start Material to process
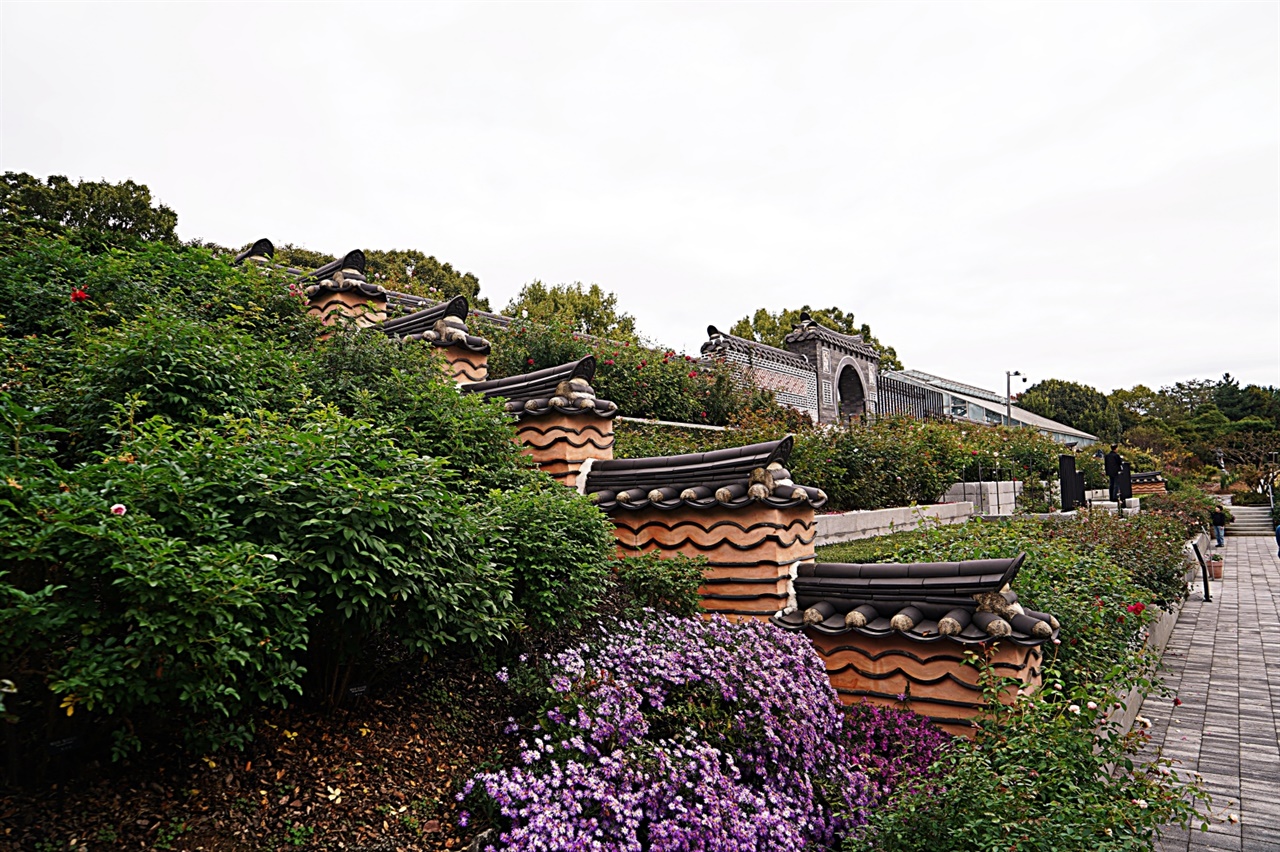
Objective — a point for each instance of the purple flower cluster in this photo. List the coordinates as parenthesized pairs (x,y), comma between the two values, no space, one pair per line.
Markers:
(894,747)
(677,734)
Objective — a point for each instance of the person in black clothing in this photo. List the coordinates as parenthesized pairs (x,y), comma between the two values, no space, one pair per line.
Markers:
(1219,520)
(1111,465)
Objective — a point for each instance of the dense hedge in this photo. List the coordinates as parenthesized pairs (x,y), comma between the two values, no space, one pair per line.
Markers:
(887,463)
(644,381)
(1052,772)
(206,508)
(670,733)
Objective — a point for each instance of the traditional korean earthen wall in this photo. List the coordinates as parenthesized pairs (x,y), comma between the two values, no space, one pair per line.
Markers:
(932,674)
(749,550)
(561,443)
(466,366)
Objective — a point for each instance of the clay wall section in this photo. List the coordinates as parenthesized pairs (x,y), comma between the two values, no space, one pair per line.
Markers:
(749,550)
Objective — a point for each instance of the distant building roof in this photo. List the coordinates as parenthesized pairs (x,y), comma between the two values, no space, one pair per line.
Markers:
(992,401)
(809,329)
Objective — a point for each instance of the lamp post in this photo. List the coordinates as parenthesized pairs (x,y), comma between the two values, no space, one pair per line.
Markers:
(1009,395)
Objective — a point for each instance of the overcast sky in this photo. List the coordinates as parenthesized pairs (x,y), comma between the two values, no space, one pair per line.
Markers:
(1075,191)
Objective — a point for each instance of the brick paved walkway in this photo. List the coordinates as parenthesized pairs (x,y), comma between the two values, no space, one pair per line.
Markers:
(1224,663)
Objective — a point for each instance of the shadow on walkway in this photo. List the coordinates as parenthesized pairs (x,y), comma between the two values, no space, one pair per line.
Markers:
(1224,664)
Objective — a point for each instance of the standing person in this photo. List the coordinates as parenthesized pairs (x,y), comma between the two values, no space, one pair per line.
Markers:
(1111,465)
(1219,520)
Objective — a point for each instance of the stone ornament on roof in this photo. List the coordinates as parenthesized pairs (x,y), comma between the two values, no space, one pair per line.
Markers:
(721,342)
(556,390)
(735,479)
(344,275)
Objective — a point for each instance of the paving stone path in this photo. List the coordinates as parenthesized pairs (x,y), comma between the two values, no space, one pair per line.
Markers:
(1224,664)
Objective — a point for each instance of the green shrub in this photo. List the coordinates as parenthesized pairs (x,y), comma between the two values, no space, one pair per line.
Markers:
(668,585)
(181,370)
(1251,498)
(251,552)
(556,546)
(37,279)
(865,552)
(887,463)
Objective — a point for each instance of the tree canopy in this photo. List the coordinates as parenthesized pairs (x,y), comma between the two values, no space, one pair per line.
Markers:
(771,328)
(585,310)
(96,214)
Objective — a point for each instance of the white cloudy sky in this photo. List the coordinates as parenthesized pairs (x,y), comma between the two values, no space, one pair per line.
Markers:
(1077,191)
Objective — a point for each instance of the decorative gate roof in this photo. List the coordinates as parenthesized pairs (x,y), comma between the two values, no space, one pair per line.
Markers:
(927,601)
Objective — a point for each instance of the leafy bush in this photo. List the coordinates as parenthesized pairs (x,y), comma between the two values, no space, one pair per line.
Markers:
(557,549)
(181,370)
(115,613)
(403,386)
(1051,772)
(887,463)
(1087,592)
(306,540)
(670,585)
(1048,773)
(686,733)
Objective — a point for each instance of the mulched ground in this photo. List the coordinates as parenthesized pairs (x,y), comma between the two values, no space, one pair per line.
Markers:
(379,775)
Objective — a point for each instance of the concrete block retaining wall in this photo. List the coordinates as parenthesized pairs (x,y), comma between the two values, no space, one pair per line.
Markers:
(850,526)
(991,498)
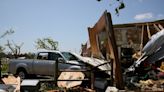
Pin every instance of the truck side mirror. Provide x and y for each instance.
(61, 60)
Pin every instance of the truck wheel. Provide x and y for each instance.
(22, 73)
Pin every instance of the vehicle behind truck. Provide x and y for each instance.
(44, 64)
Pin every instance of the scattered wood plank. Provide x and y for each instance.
(70, 76)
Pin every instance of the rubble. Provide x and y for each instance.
(70, 76)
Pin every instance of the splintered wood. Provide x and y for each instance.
(70, 76)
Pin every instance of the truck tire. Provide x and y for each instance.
(21, 72)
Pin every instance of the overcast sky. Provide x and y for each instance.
(67, 21)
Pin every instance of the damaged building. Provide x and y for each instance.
(130, 39)
(123, 43)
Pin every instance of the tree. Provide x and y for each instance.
(120, 6)
(15, 49)
(8, 32)
(46, 43)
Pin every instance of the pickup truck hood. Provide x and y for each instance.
(95, 62)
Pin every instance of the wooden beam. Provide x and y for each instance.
(142, 38)
(148, 31)
(156, 27)
(160, 26)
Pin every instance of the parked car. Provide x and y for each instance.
(44, 63)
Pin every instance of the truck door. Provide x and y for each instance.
(41, 65)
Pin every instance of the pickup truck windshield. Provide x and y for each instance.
(69, 56)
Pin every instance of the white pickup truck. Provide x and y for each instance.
(44, 63)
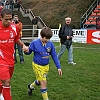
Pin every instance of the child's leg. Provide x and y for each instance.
(31, 86)
(44, 90)
(35, 83)
(7, 93)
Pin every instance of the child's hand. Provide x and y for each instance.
(25, 48)
(60, 72)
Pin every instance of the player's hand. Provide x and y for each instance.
(25, 48)
(60, 72)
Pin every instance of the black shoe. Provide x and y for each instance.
(30, 90)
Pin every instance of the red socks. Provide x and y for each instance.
(6, 93)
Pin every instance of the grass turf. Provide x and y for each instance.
(79, 82)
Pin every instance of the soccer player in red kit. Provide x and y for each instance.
(8, 37)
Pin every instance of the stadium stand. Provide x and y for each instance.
(91, 16)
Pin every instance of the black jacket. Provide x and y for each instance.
(65, 31)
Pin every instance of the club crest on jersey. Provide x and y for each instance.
(48, 49)
(11, 34)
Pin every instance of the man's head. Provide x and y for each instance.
(15, 19)
(46, 34)
(68, 20)
(6, 17)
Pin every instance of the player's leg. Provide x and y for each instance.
(1, 96)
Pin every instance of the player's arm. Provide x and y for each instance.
(55, 59)
(25, 48)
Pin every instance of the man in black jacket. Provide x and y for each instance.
(66, 35)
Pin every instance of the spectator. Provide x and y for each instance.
(9, 34)
(42, 49)
(12, 4)
(20, 52)
(7, 5)
(66, 35)
(18, 4)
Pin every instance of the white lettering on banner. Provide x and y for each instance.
(80, 35)
(96, 36)
(55, 37)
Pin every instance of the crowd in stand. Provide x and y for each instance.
(10, 4)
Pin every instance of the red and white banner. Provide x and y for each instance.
(80, 35)
(93, 36)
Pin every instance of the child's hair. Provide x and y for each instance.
(46, 32)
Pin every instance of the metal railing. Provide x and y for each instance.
(29, 13)
(87, 13)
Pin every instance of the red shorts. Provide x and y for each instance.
(6, 72)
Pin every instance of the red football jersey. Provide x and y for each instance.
(8, 37)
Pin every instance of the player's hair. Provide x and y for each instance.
(5, 11)
(46, 32)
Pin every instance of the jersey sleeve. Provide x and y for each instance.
(17, 37)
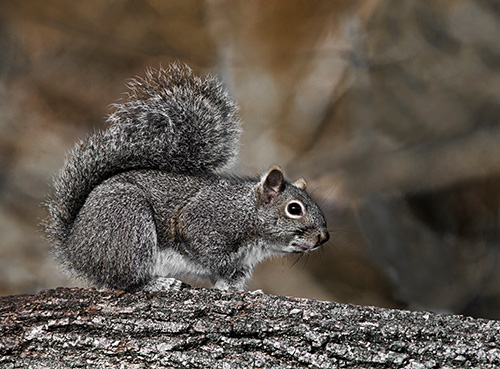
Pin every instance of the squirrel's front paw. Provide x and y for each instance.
(162, 283)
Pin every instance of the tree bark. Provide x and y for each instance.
(200, 328)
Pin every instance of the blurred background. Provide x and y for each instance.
(389, 108)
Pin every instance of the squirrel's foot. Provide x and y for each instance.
(162, 283)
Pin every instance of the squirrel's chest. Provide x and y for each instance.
(171, 263)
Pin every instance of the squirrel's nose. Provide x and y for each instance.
(323, 237)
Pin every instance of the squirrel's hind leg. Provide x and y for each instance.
(163, 283)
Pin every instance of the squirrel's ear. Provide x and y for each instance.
(271, 185)
(300, 183)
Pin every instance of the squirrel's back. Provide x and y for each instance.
(171, 121)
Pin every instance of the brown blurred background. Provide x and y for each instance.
(390, 109)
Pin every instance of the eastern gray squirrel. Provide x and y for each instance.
(146, 200)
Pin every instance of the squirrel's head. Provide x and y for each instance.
(292, 221)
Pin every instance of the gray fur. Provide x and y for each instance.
(145, 200)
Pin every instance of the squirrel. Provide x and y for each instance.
(149, 200)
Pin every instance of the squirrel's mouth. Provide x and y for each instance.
(300, 246)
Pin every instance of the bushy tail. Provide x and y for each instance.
(172, 120)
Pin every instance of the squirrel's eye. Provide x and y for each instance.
(295, 209)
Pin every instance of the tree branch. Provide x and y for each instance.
(200, 328)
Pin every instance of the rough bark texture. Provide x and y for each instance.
(199, 328)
end Material to process
- [Aim]: Reproduce the records starting at the line that contains "Pin every instance of the squirrel's eye." and continuing through the final line, replacing "rough" with "smooth" and leaving everything else unchanged.

- [Written solution]:
Pin every instance of the squirrel's eye. Provide x and y for each instance.
(295, 209)
Pin every instance of the tree branch. Provide x and y for each instance.
(200, 328)
Pin every instance of the smooth bark texture. Provide x and y for each instance.
(199, 328)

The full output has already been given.